"""
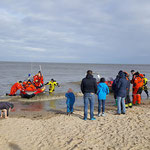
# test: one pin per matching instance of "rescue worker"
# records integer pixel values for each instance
(17, 86)
(145, 88)
(38, 80)
(128, 102)
(52, 85)
(137, 81)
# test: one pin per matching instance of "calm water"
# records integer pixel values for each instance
(66, 74)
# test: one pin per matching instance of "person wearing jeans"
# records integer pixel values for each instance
(103, 90)
(121, 102)
(121, 88)
(89, 97)
(89, 89)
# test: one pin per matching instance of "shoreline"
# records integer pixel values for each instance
(60, 131)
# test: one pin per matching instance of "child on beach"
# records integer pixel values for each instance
(103, 90)
(70, 101)
(5, 107)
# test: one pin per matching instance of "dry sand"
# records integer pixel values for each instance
(58, 131)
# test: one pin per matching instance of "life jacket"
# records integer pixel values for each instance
(28, 86)
(38, 81)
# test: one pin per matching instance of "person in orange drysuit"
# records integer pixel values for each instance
(137, 82)
(38, 80)
(28, 86)
(17, 86)
(128, 102)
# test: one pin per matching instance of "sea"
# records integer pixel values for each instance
(68, 75)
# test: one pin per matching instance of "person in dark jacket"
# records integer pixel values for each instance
(114, 88)
(5, 107)
(121, 89)
(70, 101)
(89, 89)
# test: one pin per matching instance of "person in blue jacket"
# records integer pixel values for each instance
(70, 101)
(103, 90)
(121, 91)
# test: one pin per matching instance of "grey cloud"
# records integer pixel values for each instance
(75, 31)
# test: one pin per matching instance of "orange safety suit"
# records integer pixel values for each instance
(38, 80)
(137, 82)
(28, 86)
(17, 86)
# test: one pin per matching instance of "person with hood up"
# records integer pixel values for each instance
(114, 88)
(137, 82)
(52, 84)
(128, 102)
(89, 89)
(121, 89)
(103, 90)
(5, 107)
(70, 101)
(17, 86)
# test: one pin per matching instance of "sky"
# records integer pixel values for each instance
(75, 31)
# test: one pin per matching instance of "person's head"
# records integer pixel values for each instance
(102, 80)
(39, 73)
(132, 72)
(52, 80)
(69, 90)
(11, 105)
(89, 72)
(126, 74)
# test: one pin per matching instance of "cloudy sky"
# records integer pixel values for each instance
(76, 31)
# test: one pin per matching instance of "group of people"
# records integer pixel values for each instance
(89, 87)
(32, 84)
(120, 87)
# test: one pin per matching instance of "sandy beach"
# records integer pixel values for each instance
(55, 131)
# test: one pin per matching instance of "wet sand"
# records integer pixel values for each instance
(55, 130)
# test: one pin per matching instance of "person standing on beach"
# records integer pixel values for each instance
(5, 107)
(89, 89)
(70, 101)
(17, 86)
(103, 90)
(128, 102)
(52, 85)
(145, 88)
(121, 89)
(137, 81)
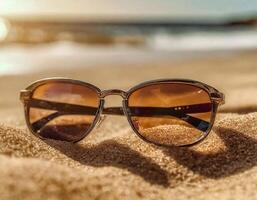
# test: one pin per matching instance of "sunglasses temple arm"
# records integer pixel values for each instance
(71, 109)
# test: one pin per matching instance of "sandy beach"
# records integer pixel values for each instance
(113, 163)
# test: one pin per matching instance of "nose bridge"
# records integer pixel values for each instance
(118, 92)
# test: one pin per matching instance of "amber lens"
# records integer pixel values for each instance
(170, 113)
(62, 110)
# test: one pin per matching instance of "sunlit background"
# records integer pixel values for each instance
(95, 32)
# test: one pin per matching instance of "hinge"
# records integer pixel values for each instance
(25, 95)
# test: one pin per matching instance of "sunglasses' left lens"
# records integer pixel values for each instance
(62, 110)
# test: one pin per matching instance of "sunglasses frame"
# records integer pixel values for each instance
(217, 98)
"""
Exercise →
Please count the lines of the data above that contain the word "beach", with case counting, and give only the number.

Solution for this problem →
4